══ SELECTED PASSAGE

It can be seen that not only the plate tool 90, but also the entire housing 64 is sucked onto the surface of the workpiece or the space to be machined. However, the working device 50 is guided primarily via the contact body 65B with respect to the surface to be machined.

The contact body 65B is mounted so that it can move relative to the guide carrier 65A and is spring-loaded by springs 65D in the direction of a contact position in which the guide contours 65C rest against the surface to be machined. The springs 65D, like the contact body 65B, are accommodated in a spring chamber 65E, where they can move linearly in the normal direction relative to the machining surface 91 or in the normal direction relative to the guide contour or guide surface 65C, and preferably also pivotally transverse to this direction. The contact body 65B is preferably mounted on the guide carrier 65A so that it can move linearly not only parallel to the motor rotation axis DM or tool rotation axis DW, but also transversely thereto about at least one pivot axis. The contact body 65B is therefore mounted floating in the spring chamber or bearing holder 65E.

Preferably, the plate tool 90 is flexible with respect to the surface to be machined, for example due to the elastic layer 101. An optimal adaptation to the contour of the surface to be machined is further improved by the fact that the drive unit 52 is movably mounted with respect to the guide device 65 by means of a bearing device 66.

The bearing device 66 comprises, for example, a membrane 66A which is fixed in place with respect to the housing 64, namely, for example, sandwiched between holding sections 66B, 66C which are on the one hand supported by the housing 64, namely its peripheral wall 64B, on the other hand, by a valve carrier 64H. The valve carrier 64H extends in a ring shape around the working tool 90A and is accommodated, so to speak, like a sandwich between the guide device 65, in particular the guide carrier 65A, and the peripheral wall 64B.

The membrane 66A thus enables a floating, multi-axis pivoting movement of the drive unit 52 with respect to the housing 64 or the guide device 65, so that the working tool 90A can easily follow a surface contour of the surface to be machined. In addition, the working tool 90A is linearly adjustable with respect to the guide device 65, namely parallel to the tool rotation axis DW.

Instead of the membrane 66A, pivot bearings, in particular cardanic pivot bearings, and/or sliding bearings can also be provided.

Preferably, the drive unit 52 and thus the work tool 90A is spring-loaded into a contact position in which it is in contact with the workpiece surface to be machined, for which purpose a spring arrangement 69 is provided, for example. The spring arrangement 69 comprises an arrangement of one or more springs 69A, which are supported on the one hand on the housing 64 or the carrier 60, and on the other hand on the membrane 66A, namely by means of spring holders 69B, 69C. The spring holders 69C are arranged on the membrane 66A, the spring holders 69B are stationary with respect to the guide device 65, namely stationary with respect to the housing 64. Since the housing 64 is stationary with respect to the guide device 65, the spring holders 69B support the springs 69A, the bearing device 66 and thus the drive unit 52 held thereon with respect to the guide device 65.

════

**SET PROBLEM 1**
Answer these questions using the passage on the working device:
(a) What spring-loads the contact body 65B?
(b) What shape does the valve carrier 64H take around the working tool 90A?
(c) What can be provided instead of the membrane 66A?
**SET PROBLEM 2**
From the passage on the working device, list every part whose reference number begins with 65, giving each number with the part's name.

══ DATA SUPPLIED

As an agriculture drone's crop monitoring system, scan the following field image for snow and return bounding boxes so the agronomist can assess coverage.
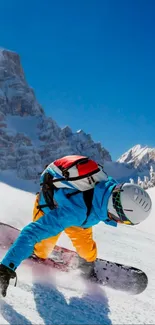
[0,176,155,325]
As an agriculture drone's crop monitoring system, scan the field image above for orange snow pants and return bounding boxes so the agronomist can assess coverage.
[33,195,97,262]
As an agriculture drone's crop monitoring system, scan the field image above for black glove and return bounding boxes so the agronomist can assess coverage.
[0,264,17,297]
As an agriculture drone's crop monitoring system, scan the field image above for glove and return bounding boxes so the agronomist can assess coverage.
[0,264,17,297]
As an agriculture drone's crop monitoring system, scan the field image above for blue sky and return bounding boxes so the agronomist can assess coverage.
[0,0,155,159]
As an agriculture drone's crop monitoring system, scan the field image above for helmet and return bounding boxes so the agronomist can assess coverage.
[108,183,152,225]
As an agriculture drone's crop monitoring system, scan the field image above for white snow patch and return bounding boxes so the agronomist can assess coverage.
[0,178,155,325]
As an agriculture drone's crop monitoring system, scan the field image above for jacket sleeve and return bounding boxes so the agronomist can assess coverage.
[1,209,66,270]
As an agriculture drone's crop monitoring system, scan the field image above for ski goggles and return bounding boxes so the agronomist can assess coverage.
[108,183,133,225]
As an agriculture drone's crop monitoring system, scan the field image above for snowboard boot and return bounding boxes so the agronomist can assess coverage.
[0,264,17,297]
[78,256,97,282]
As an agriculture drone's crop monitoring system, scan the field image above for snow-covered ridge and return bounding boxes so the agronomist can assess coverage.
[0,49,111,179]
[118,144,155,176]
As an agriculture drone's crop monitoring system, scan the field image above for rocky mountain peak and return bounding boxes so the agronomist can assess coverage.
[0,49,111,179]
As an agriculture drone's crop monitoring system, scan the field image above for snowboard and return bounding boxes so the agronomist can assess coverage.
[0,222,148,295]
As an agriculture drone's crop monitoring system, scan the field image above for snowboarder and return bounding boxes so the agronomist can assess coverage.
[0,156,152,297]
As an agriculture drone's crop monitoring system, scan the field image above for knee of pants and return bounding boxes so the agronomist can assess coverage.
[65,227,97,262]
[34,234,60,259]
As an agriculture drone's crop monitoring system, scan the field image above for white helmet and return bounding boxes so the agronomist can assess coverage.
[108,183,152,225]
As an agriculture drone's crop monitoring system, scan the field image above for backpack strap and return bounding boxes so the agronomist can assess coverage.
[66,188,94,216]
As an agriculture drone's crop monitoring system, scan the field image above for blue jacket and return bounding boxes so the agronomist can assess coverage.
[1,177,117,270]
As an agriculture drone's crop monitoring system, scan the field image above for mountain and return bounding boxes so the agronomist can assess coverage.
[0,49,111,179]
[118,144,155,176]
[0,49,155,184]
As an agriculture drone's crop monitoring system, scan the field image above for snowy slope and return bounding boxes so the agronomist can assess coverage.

════

**EXERCISE ANSWER 1**
(a) Springs 65D
(b) A ring shape
(c) Pivot bearings, in particular cardanic pivot bearings, and/or sliding bearings

**EXERCISE ANSWER 2**
- 65: guide device
- 65A: guide carrier
- 65B: contact body
- 65C: guide contours (guide surface)
- 65D: springs
- 65E: spring chamber (bearing holder)